A resposta de Jesus aos fariseus no capítulo 10 de João se baseia na palavra “deuses” estar no plural no Salmo 82. A refutação que ele faz em Mateus 22 se baseia na conjugação de um verbo que está em Êxodo 3. A descrição de Paulo sobre como os gentios estão inclusos na aliança de Deus, e por isso salvos, se fundamenta na palavra “descendente” (ou “semente”) estar no singular em Gênesis 12. Nenhuma destas passagens faria sentido se Jesus e Paulo não acreditassem que as palavras especificamente utilizadas nas Escrituras são inspiradas e precisas. Isto nos remete ao fato de que toda a Escritura é inspirada por Deus. É necessário considerar que o nível de inspiração é igual para toda a extensão da Escritura; qualquer que seja a nossa conclusão sobre a inspiração das passagens mencionadas por Jesus e por Paulo, ela deve ser aplicável a toda a Escritura.
Vamos observar como a inspiração é descrita no Antigo Testamento:
Levantarei do meio dos seus irmãos um profeta como você; porei minhas palavras na sua boca, e ele lhes dirá tudo o que eu lhe ordenar. Se alguém não ouvir as minhas palavras, que o profeta falará em meu nome, eu mesmo lhe pedirei contas. Mas o profeta que ousar falar em meu nome alguma coisa que não lhe ordenei, ou que falar em nome de outros deuses, terá que ser morto”. Mas talvez vocês se perguntem: “Como saberemos se uma mensagem não vem do Senhor? ” Se o que o profeta proclamar em nome do Senhor não acontecer nem se cumprir, essa mensagem não vem do Senhor. Aquele profeta falou com presunção. Não tenham medo dele (Dt. 18:18-22 — NVI).
Esta passagem de Deuteronômio é ainda mais clara sobre a inspiração das palavras específicas. Deus diz, nesta passagem, que Ele coloca as Suas palavras na boca do profeta. Deus chama estas palavras de Suas próprias. A conclusão mais razoável que se pode extrair da descrição que a própria Escritura faz de si é que as palavras especificamente escolhidas no texto das Escrituras são diretamente inspiradas por Deus.

**********

Tarefa proposta 1
Responda às perguntas abaixo com base no texto sobre a inspiração das Escrituras.
(a) Em que capítulo de Êxodo está o verbo cuja conjugação fundamenta a refutação feita por Jesus em Mateus 22?
(b) Segundo a passagem de Deuteronômio citada, o que Deus diz que porá na boca do profeta?
(c) De acordo com essa mesma passagem, como se pode saber que uma mensagem não vem do Senhor?
Tarefa proposta 2
Continue o texto sobre a inspiração das Escrituras a partir da última frase apresentada.

Itens do conjunto
**********

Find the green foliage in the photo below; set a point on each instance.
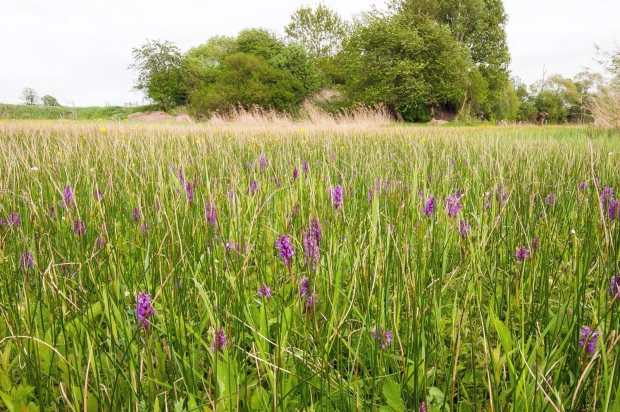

**********

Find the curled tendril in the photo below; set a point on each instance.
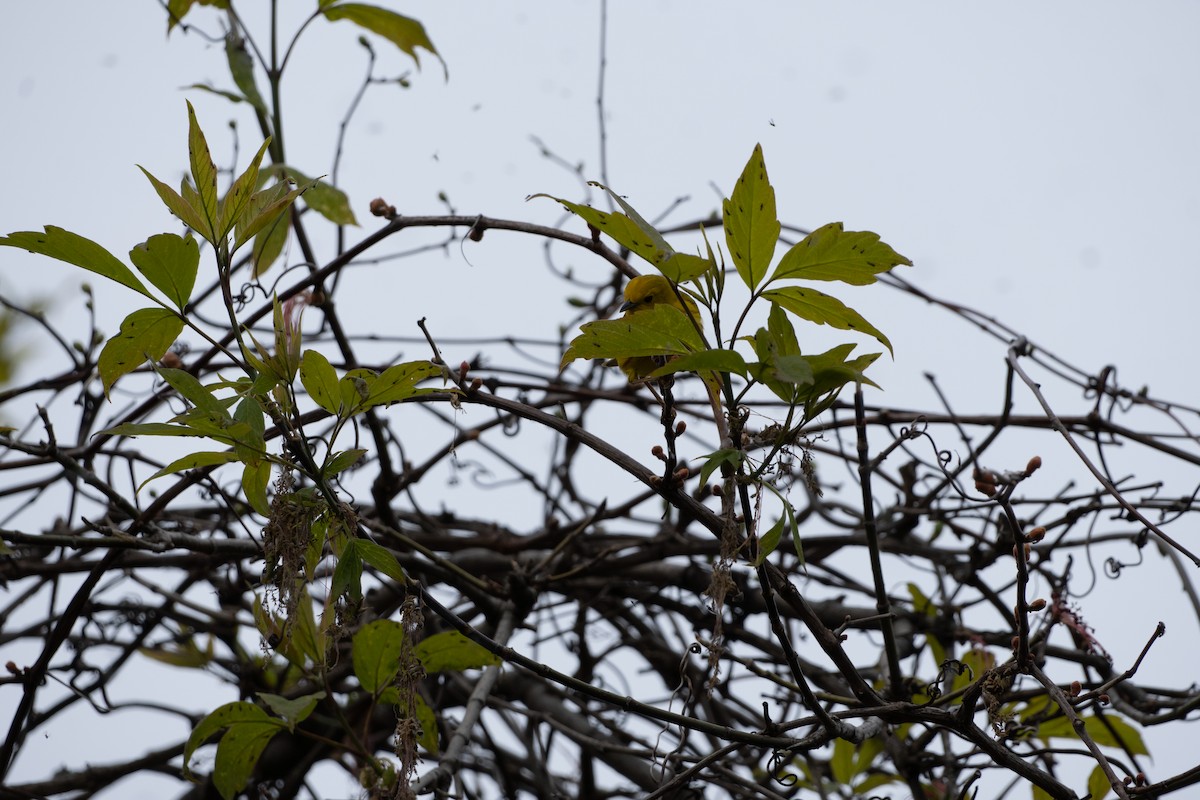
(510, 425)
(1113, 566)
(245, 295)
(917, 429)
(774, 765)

**********

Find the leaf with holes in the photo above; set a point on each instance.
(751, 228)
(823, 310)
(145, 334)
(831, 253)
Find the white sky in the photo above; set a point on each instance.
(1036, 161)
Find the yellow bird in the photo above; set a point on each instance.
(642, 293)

**********

Resultado 1
(a) Em Êxodo 3.
(b) Suas palavras.
(c) Se o que o profeta proclamar em nome do Senhor não acontecer nem se cumprir.

Resultado 2
Esta mesma passagem em Deuteronômio também nos fala algo a respeito da precisão da Escritura. A passagem nos diz que se um profeta atribuir algo a Deus que não seja completamente verdadeiro, Deus manda que este profeta seja executado. Se a palavra inspirada de Deus não for completamente perfeita, Ele não estaria se colocando em padrão inferior àquele que Ele cobra de Seus profetas?
A possibilidade de haver erros no processo de inspiração também levanta suspeitas sobre o poder de Deus em Sua interação com as pessoas. O poder de Deus é limitado por Ele trabalhar através de pessoas imperfeitas? Colocando todo o resto de lado, eu creio que esta é a pergunta central ao decidir se é possível confiar que a palavra de Deus é completamente precisa. Se o poder de Deus é limitado pelo pecado e/ou pela vontade das pessoas, então é provável que o processo de inspiração seja imperfeito. Se Deus é mais poderoso que o pecado, então não há razão para crer que haja qualquer erro em Sua Palavra inspirada.
Eu acho interessante que a primeira tentação da humanidade foi questionar a precisão das palavras de Deus:
Ora, a serpente era o mais astuto de todos os animais selvagens que o Senhor Deus tinha feito. E ela perguntou à mulher: “Foi isto mesmo que Deus disse: ‘Não comam de nenhum fruto das árvores do jardim’? ” (Gn. 3:1 — NVI).
Está na moda, em diversas igrejas, negar a precisão da Palavra de Deus. Quando as palavras nas Escrituras entram em conflito com as “iluminadas” opiniões da sociedade, nossa visão da inspiração se coloca à prova. A Escritura nos conta que todas as palavras contidas em si são de Deus e que podemos confiar plenamente na precisão delas. Será que podemos, realmente, crer na Escritura e ao mesmo tempo concluir que certas passagens são mais inspiradas ou precisas que outras?
Inspiração Dinâmica
Há muito mais potencial para interpretações enganosas se o foco estiver no pensamento por detrás de uma passagem em vez de nas palavras escolhidas no texto. Para ser justo, a maioria dos proponentes da inspiração dinâmica não tem a intenção de enganar ninguém e dão considerável importância às palavras utilizadas pelo texto. Para vários teólogos, isto é, antes de tudo, um debate acerca do “porquê” de relatos paralelos, tais como aqueles dos Evangelhos, possuírem pequenas variações e tem pouco ou nenhum impacto sobre a compreensão doutrinária. Todavia, este nem sempre é o caso.
O lado sombrio da inspiração dinâmica é deveras preocupante. A inspiração dinâmica introduz o conceito de que erros poderiam ter adentrado às Escrituras, pois seres humanos são imperfeitos em transmitir os pensamentos de Deus. O pensamento subjacente ao texto está perfeitamente correto, mas a forma pela qual eles são explicados em palavras pode conter erros. Não é difícil enxergar como indivíduos inescrupulosos podem manipular essa abordagem para negar declarações simples das Escrituras e substituí-las por um “tema” subjacente que apoia qualquer posição que eles desejem.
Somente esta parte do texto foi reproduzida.